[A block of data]
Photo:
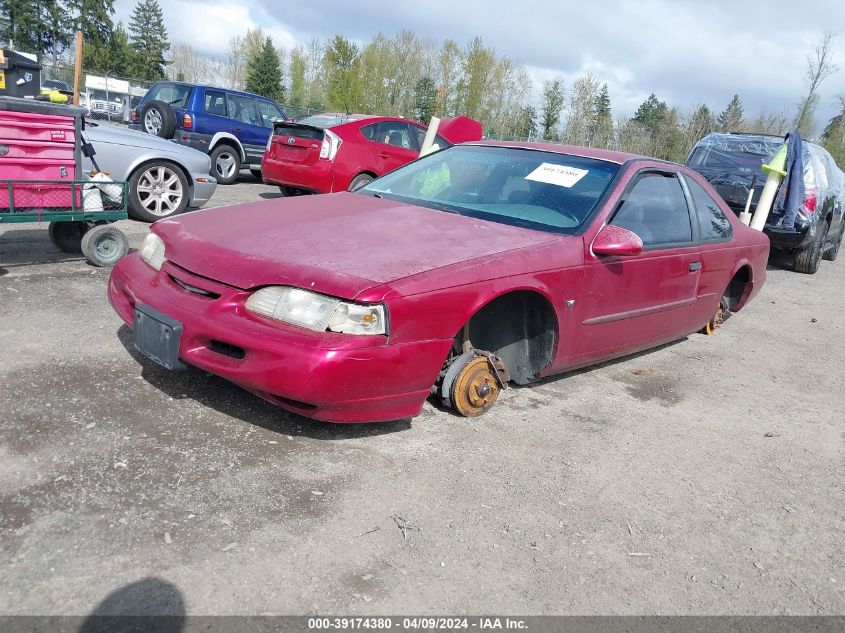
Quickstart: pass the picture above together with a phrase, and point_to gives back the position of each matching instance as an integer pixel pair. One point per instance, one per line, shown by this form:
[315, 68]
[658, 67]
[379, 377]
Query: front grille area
[227, 349]
[193, 289]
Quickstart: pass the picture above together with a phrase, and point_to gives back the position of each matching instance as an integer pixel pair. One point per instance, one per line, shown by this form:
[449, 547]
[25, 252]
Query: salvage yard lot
[703, 477]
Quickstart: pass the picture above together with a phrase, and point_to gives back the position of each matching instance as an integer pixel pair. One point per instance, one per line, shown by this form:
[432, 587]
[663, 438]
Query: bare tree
[819, 67]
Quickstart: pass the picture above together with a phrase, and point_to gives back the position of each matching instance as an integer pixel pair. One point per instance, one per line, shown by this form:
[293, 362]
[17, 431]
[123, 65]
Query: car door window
[713, 225]
[242, 109]
[655, 209]
[215, 102]
[269, 113]
[369, 131]
[397, 134]
[419, 132]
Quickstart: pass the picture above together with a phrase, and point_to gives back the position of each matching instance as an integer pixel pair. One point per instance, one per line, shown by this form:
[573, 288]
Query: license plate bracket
[157, 337]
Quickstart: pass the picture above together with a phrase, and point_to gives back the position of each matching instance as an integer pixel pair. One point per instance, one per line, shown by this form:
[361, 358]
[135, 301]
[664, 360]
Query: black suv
[730, 163]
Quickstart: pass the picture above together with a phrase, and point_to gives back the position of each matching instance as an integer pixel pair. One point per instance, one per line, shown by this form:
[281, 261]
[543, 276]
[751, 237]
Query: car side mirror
[614, 240]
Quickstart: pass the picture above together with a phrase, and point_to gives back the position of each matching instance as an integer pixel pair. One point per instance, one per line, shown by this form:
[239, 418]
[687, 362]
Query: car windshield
[533, 189]
[172, 94]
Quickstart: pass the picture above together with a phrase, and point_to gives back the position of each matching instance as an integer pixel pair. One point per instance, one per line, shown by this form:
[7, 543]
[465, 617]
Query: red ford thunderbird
[481, 264]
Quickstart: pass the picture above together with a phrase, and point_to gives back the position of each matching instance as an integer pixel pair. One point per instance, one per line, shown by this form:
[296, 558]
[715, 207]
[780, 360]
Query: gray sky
[687, 52]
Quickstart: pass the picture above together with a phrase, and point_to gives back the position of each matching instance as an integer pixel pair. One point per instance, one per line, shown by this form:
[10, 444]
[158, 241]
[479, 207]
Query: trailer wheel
[104, 245]
[67, 236]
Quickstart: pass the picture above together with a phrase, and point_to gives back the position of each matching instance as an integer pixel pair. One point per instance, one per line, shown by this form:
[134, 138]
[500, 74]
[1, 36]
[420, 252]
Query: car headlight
[152, 251]
[317, 312]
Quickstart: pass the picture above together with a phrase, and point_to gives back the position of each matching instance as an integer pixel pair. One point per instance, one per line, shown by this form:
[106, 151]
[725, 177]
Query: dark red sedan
[475, 266]
[343, 152]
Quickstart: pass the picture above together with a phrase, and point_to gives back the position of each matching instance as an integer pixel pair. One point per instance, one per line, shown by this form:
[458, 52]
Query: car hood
[132, 138]
[338, 244]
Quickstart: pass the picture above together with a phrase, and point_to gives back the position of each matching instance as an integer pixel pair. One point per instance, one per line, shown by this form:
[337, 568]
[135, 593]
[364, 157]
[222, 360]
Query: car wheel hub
[476, 389]
[159, 190]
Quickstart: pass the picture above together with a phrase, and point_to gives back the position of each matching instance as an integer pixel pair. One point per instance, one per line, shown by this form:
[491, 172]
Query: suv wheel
[158, 119]
[157, 190]
[808, 259]
[225, 164]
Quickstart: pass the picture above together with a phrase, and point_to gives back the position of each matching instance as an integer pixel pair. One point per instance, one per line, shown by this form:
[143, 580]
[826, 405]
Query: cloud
[686, 51]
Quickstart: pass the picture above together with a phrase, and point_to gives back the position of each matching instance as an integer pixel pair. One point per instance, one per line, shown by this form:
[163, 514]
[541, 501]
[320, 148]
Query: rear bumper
[797, 238]
[317, 177]
[325, 376]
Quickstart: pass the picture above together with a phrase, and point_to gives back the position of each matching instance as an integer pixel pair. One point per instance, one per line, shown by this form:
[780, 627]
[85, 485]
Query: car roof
[207, 87]
[574, 150]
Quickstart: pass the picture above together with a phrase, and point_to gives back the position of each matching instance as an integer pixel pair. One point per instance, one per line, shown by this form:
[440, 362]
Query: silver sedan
[164, 178]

- WHAT YOU WILL DO
Without including any picture, repeat the data exactly.

- WRITTEN RESPONSE
Photo:
Quickstart: pass the picture above together with a phrase, and point_to gives back the position of each matching instance as an integer pixel pair. One point per instance, one per line, shown by this form:
[315, 68]
[658, 67]
[379, 377]
Query: front grille area
[227, 349]
[193, 289]
Quickstart: pass the picture above together with a phrase, and point_to gives back the position of each matching instance as an integer pixel pair. One point per instance, one per line, shown by this form:
[449, 547]
[25, 252]
Query: salvage yard lot
[703, 477]
Quickstart: pass the picture above together with a phrase, and point_to gives back the position of each matching instance as an integer pixel pair. One point per instance, one per line, shown by this form:
[432, 587]
[663, 438]
Query: bare tree
[819, 67]
Quickstart: pass the picture above together with a phrase, and point_to gives back the position of each matching instance as an integer pixel pair. One point per instance, one per line, shown by this form:
[293, 362]
[17, 431]
[123, 65]
Query: car door window
[713, 225]
[242, 109]
[655, 209]
[215, 102]
[269, 113]
[369, 131]
[397, 134]
[419, 132]
Quickstart: pass the picture above together with a phrase, and point_to gives back the position of each matching instance as an integer pixel pair. One point per instance, one per line, shown by this form:
[573, 288]
Query: license plate bracket
[157, 337]
Quickstart: pass the picture above together with a phrase, and point_to gives back the position of each matching instance as an integer pixel pair. One point per instance, one per line, shown by this form:
[361, 358]
[135, 301]
[664, 360]
Query: black suv
[730, 163]
Quickstart: pass the picture above together with a phrase, and point_to gives back the position of each matching instance as an integer pixel pair. One point per instance, one per line, shown by this form:
[281, 261]
[543, 276]
[751, 237]
Query: car side mirror
[614, 240]
Quickstart: pass the picture above together with a phrase, and point_to gives back the position of each matching instance as an integer pixel pair. One point per instance, one per line, shown by this form:
[239, 418]
[687, 362]
Query: car windshield
[533, 189]
[172, 94]
Quickstart: pass the picture above together with a phrase, and point_to gives back the position of each matching instance as an integer pixel pair. One point per instance, one per line, shown by this form:
[7, 543]
[465, 617]
Query: red ford thunderbird
[481, 264]
Quickstart: pass the picture above together with a phrase, and point_to gives back the position of each matching instance as an integer pixel pair. One point per instance, one per line, shown by this form:
[296, 558]
[715, 207]
[780, 360]
Query: gray sky
[687, 52]
Quickstart: pass the picture above together with a phrase, and point_to gives back the position of each matching instance as an integer pixel pair. One point per instance, one per line, shown by this form:
[10, 444]
[158, 241]
[479, 207]
Query: trailer wheel
[104, 245]
[67, 236]
Quickstart: pass the picture above together with a phrase, and point_to gives back the position of each matching instance as an integer pixel pair. One point per instance, one per line, shown by this form:
[134, 138]
[500, 74]
[1, 36]
[420, 252]
Query: car headlight
[152, 251]
[317, 312]
Quickstart: pass the picture above together with a phrase, and point_to gives back the position of each matching instance as an integer pixel pair. One point per instance, one per line, shown by this form:
[106, 151]
[725, 177]
Query: dark red sedan
[475, 266]
[343, 152]
Quickstart: pass the picture above together with a phrase, and point_to gives back the position of each matching instance as an integer pixel pair. One point per instance, one per line, shown by this form:
[458, 52]
Query: car hood
[132, 138]
[338, 244]
Quickstart: pass the picture above together with a phrase, and point_to gives back the position of each matching instance as an integer pixel pair. One point per instance, one per line, shown by this form:
[337, 568]
[135, 593]
[364, 157]
[222, 360]
Query: car wheel hub
[476, 389]
[159, 190]
Quickstart: pass the picture above together with a phrase, and point_to gives back the position of each matching instance as an integer pixel pair. One point per instance, one per line, shown by this form:
[491, 172]
Query: suv wheel
[158, 119]
[157, 190]
[808, 259]
[225, 164]
Quickstart: pass the picture above together with a phrase, and point_to gives back the position of each matching instance as an integer pixel pair. One point per instance, one per line, shown by this form:
[143, 580]
[826, 405]
Query: cloud
[686, 51]
Quickstart: pass the picture above together with a phrase, and point_to gives back the position of each matching instance as an integer pixel pair. One point per instance, one per line, shown by this form:
[163, 514]
[541, 501]
[320, 148]
Query: rear bumper
[797, 238]
[317, 177]
[325, 376]
Quickstart: pass the picture above together with a phrase, and point_to gives back the position of each matching instance as an integer pixel pair. One point per instance, one per line, shown by this form:
[780, 627]
[85, 485]
Query: car roof
[207, 87]
[574, 150]
Quickstart: pass the picture above together with a phrase, and point_to gives back the position of each matching instance as an integer pixel pair. One point per instance, one per line, shown by this form:
[440, 362]
Query: silver sedan
[164, 178]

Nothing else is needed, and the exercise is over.